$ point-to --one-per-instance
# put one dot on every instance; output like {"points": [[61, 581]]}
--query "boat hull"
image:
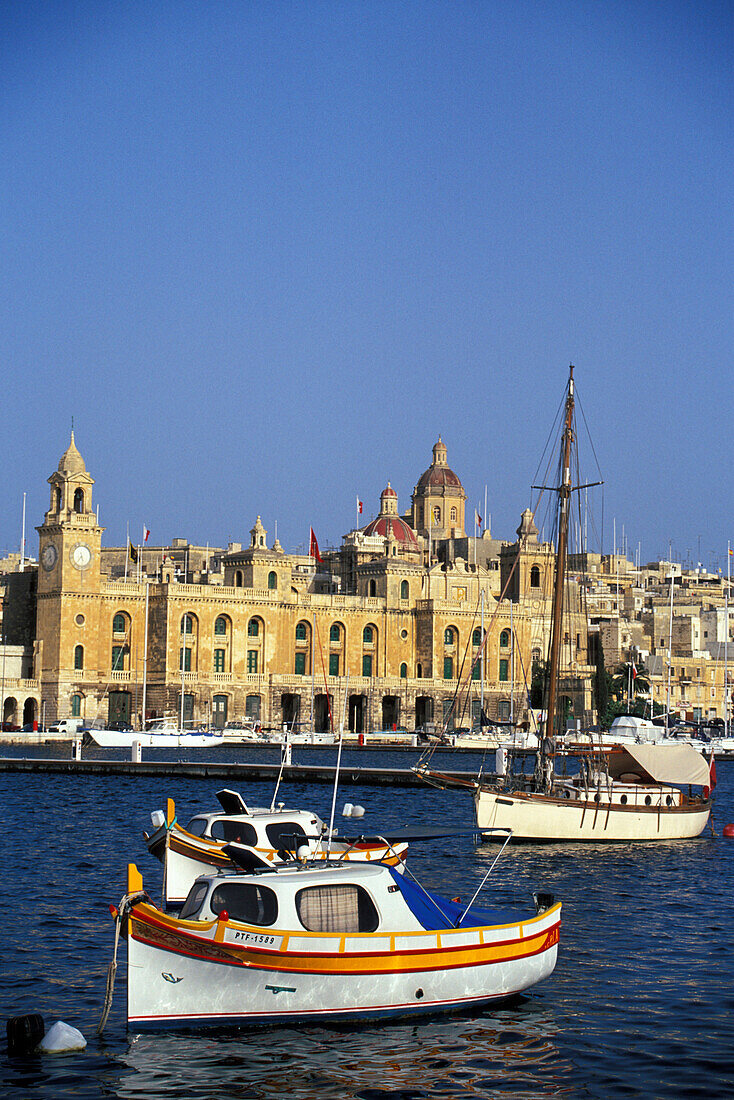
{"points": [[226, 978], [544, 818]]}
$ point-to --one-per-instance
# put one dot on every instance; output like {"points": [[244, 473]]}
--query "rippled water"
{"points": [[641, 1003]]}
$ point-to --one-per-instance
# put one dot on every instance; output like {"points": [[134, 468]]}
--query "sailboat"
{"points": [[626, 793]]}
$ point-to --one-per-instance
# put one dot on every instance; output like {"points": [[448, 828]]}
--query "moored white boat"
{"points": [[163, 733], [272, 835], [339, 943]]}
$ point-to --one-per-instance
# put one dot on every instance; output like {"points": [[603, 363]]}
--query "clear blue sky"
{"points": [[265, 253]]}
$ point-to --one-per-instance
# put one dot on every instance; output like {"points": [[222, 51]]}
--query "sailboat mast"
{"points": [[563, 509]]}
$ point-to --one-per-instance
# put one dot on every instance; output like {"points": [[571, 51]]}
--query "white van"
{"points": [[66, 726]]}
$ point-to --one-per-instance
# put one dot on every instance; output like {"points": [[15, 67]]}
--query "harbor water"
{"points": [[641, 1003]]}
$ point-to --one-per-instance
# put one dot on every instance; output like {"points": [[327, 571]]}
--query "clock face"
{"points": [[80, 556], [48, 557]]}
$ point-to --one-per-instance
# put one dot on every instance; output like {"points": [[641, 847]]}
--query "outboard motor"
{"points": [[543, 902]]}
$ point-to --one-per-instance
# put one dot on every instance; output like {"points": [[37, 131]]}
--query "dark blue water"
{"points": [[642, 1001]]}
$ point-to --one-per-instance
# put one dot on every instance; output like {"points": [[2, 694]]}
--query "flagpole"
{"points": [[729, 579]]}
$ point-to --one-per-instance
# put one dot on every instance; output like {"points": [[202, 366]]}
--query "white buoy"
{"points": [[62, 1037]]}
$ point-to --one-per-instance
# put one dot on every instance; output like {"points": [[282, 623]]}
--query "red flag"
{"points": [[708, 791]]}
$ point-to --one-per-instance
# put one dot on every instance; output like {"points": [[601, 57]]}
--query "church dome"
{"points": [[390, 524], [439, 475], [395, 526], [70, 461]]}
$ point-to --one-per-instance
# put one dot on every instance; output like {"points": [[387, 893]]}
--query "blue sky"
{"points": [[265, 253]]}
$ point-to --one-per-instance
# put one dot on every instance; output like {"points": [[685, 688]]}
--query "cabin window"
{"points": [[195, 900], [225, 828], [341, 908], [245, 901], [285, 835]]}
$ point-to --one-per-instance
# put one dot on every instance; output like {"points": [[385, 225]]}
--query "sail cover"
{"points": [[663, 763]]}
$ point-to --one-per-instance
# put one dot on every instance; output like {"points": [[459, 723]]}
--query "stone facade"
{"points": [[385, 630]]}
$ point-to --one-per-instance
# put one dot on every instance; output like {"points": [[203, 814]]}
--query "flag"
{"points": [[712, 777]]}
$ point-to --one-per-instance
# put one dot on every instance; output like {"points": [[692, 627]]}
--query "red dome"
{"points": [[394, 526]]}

┄┄┄┄┄┄┄┄┄┄

- [Your assignment]: Copy each record exactly. Leave any images out of the copy.

- [Result of this exercise]:
$ point-to --one-per-instance
# put one dot on every instance; output like {"points": [[61, 581]]}
--query "boat hull"
image:
{"points": [[226, 978], [544, 818]]}
$ point-to --one-per-instance
# put one dot on every instance; output like {"points": [[244, 473]]}
--query "rippled water"
{"points": [[641, 1003]]}
$ point-to --one-per-instance
# put one dot on every instance; output like {"points": [[134, 468]]}
--query "sailboat"
{"points": [[626, 793]]}
$ point-to --one-per-instance
# put one dot on every instance; output like {"points": [[448, 828]]}
--query "moored white boat"
{"points": [[163, 733], [272, 835], [339, 943]]}
$ point-to --one-per-instance
# put one dot on every instance; output like {"points": [[603, 363]]}
--query "clear blue sky"
{"points": [[265, 253]]}
$ point-to --one-per-instance
# put one dot on every instance; output like {"points": [[222, 51]]}
--query "sailboat mast"
{"points": [[563, 509]]}
$ point-to --one-per-instance
# put one dot on every instance; output like {"points": [[571, 51]]}
--query "white van"
{"points": [[66, 726]]}
$ point-to --one-per-instance
# put one dot on every instance; output like {"points": [[15, 67]]}
--query "harbor water"
{"points": [[641, 1003]]}
$ point-to --one-per-instance
# put one dot on every instance; output like {"points": [[327, 571]]}
--query "clock face"
{"points": [[80, 556], [48, 557]]}
$ point-to --one-per-instance
# put one dot on every instance; output like {"points": [[641, 847]]}
--query "outboard motor"
{"points": [[543, 902]]}
$ point-to --one-per-instance
# put one dot on every instance; output like {"points": [[37, 131]]}
--query "dark blue water"
{"points": [[642, 1001]]}
$ point-to --one-per-instance
# put one dot on every instance; output like {"points": [[2, 694]]}
--query "flagpole"
{"points": [[729, 579]]}
$ point-to --one-per-instance
# put one dot on every instance; output like {"points": [[202, 366]]}
--query "white buoy"
{"points": [[62, 1037]]}
$ point-to --one-per-instance
# put one dot on every instance; output like {"points": [[282, 623]]}
--query "red flag"
{"points": [[708, 791]]}
$ point-to --one-per-instance
# put one dot on every instance; output like {"points": [[601, 57]]}
--query "church dome"
{"points": [[390, 524], [439, 475], [395, 526], [70, 461]]}
$ point-to --one-per-instance
# put one dot on every instance; output like {"points": [[387, 893]]}
--query "blue sky"
{"points": [[265, 253]]}
$ point-to --one-per-instance
# put one dot on every instance; output like {"points": [[685, 688]]}
--query "cabin window"
{"points": [[195, 900], [225, 828], [341, 908], [245, 901], [285, 835]]}
$ point-to --one-per-instance
# put one dot on every instance; output like {"points": [[385, 225]]}
--query "sail cover"
{"points": [[663, 763]]}
$ point-to --one-per-instance
# put one dot on every instance; output like {"points": [[459, 723]]}
--query "stone facade"
{"points": [[385, 630]]}
$ point-to --one-per-instance
# put one dot on every instance; output like {"points": [[203, 814]]}
--query "flag"
{"points": [[712, 777]]}
$ point-to --one-per-instance
# put one dot on every instance; output like {"points": [[692, 627]]}
--query "red dome"
{"points": [[394, 526]]}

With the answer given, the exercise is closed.